Task to complete:
Below is a set of entries. Reproduce exactly the lines from the one containing "I need to find the man with" through the end, both included.

Dataset records:
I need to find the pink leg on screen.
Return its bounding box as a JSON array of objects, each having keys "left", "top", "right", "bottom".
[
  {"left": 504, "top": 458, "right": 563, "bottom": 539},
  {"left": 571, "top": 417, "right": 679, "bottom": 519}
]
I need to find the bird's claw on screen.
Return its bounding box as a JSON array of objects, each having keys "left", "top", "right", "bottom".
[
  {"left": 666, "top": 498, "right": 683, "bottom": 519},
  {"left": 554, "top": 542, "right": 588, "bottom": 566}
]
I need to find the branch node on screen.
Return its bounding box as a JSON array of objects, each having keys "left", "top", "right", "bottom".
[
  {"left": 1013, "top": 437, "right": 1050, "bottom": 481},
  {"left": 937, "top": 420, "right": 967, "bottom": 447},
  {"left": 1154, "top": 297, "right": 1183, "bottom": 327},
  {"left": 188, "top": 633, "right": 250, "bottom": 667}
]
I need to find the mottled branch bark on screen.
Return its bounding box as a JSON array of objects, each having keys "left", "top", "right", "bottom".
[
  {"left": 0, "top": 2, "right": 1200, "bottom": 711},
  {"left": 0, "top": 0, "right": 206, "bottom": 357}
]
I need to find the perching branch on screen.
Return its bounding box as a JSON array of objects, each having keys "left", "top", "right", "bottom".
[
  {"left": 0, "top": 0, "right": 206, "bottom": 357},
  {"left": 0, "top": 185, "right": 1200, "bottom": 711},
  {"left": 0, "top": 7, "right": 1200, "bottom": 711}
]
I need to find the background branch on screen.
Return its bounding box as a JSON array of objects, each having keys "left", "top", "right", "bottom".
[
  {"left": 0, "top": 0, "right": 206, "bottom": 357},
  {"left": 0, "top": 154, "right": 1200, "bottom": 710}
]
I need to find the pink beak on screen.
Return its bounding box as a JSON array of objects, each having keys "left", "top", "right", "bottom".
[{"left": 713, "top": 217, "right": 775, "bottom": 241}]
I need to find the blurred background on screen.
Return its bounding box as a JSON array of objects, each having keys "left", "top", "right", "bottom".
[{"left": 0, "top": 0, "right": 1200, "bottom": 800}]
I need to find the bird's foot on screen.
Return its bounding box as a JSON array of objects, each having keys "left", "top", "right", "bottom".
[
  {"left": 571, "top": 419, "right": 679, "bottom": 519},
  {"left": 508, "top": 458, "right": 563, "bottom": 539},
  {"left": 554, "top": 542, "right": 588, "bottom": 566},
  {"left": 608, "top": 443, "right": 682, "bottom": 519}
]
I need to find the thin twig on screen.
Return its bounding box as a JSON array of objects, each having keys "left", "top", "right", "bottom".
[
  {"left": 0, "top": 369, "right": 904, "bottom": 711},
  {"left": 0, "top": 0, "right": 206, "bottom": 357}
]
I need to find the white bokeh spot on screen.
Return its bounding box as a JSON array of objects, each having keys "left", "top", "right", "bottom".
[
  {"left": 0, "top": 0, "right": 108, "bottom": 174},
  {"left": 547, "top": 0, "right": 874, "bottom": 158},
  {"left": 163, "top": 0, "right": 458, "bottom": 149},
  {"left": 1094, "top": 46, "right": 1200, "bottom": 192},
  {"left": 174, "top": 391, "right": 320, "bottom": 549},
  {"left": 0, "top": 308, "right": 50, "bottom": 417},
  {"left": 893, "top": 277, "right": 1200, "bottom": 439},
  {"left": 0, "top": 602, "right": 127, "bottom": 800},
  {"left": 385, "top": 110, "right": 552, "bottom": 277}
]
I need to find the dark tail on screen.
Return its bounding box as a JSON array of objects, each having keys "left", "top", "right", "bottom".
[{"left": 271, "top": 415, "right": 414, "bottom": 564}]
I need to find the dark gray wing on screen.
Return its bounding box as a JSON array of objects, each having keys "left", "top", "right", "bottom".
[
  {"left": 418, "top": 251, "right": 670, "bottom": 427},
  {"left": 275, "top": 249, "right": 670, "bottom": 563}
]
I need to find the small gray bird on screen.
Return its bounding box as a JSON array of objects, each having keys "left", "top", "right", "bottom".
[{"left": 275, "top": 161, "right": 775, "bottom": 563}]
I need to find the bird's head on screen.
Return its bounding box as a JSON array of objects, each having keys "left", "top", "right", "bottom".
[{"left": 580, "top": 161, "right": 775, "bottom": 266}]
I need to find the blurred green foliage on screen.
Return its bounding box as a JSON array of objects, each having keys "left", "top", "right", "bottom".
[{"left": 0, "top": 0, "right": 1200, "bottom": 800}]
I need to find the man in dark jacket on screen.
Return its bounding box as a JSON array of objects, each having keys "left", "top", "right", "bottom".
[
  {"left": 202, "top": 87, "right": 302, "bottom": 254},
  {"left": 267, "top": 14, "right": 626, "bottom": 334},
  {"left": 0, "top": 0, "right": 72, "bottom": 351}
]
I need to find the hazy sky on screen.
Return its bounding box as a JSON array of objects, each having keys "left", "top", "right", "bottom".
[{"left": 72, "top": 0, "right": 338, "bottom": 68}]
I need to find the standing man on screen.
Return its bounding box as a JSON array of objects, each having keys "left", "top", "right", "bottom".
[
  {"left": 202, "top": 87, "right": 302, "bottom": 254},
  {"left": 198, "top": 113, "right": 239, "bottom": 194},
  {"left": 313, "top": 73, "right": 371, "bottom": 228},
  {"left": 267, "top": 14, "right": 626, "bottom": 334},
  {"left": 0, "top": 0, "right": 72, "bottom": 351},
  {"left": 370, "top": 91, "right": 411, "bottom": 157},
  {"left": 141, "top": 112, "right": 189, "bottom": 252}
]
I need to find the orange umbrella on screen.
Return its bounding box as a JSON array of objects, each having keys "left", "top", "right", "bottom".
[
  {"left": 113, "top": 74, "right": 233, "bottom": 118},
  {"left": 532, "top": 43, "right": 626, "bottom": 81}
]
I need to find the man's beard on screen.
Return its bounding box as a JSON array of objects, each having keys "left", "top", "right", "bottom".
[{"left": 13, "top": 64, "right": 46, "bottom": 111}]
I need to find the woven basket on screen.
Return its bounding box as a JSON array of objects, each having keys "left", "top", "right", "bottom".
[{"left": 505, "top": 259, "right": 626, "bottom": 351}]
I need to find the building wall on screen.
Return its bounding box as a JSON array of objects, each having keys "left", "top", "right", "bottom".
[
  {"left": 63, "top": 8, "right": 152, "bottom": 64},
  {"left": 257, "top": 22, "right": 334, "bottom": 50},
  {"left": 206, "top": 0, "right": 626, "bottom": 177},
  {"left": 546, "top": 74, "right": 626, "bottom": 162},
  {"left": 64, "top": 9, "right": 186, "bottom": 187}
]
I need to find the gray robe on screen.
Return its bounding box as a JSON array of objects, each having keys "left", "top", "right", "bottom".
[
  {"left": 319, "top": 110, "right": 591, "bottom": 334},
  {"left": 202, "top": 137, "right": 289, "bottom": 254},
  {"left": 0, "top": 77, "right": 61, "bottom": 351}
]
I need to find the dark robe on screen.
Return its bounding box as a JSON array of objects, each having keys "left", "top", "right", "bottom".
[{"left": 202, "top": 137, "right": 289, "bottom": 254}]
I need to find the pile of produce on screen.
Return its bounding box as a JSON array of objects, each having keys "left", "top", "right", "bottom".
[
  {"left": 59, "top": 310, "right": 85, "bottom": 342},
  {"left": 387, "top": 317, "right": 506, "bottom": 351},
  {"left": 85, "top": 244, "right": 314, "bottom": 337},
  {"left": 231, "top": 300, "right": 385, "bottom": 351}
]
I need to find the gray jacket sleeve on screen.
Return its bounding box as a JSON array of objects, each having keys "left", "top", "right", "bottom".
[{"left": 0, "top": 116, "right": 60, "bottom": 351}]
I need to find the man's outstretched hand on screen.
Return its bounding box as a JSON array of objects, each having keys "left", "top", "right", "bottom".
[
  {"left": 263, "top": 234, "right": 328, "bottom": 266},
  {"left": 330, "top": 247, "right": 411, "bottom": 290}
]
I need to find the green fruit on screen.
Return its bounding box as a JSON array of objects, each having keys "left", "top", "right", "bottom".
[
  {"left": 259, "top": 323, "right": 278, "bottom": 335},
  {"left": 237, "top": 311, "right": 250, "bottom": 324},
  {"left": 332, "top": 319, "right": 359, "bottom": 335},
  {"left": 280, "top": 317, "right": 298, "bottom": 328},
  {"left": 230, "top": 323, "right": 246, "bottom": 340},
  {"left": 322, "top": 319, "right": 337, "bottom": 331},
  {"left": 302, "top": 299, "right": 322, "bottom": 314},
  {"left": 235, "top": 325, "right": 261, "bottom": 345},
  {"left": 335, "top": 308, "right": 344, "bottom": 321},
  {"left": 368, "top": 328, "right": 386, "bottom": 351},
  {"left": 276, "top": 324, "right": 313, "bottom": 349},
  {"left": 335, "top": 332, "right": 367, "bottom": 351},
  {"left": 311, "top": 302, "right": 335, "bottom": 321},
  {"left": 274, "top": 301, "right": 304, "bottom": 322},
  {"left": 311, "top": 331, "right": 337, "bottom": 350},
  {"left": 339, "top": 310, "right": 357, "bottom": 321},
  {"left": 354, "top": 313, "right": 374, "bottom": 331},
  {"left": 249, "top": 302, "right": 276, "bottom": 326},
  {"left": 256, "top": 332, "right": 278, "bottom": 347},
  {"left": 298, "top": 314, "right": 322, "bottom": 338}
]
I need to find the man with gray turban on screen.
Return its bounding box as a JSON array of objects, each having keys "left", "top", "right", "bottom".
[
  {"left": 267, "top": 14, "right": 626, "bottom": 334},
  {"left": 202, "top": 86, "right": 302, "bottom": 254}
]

Answer in full:
I need to find the man with gray turban on screen.
Return its bounding box as a JSON array of objects, each having keys "left", "top", "right", "bottom".
[
  {"left": 267, "top": 14, "right": 626, "bottom": 334},
  {"left": 202, "top": 86, "right": 302, "bottom": 254}
]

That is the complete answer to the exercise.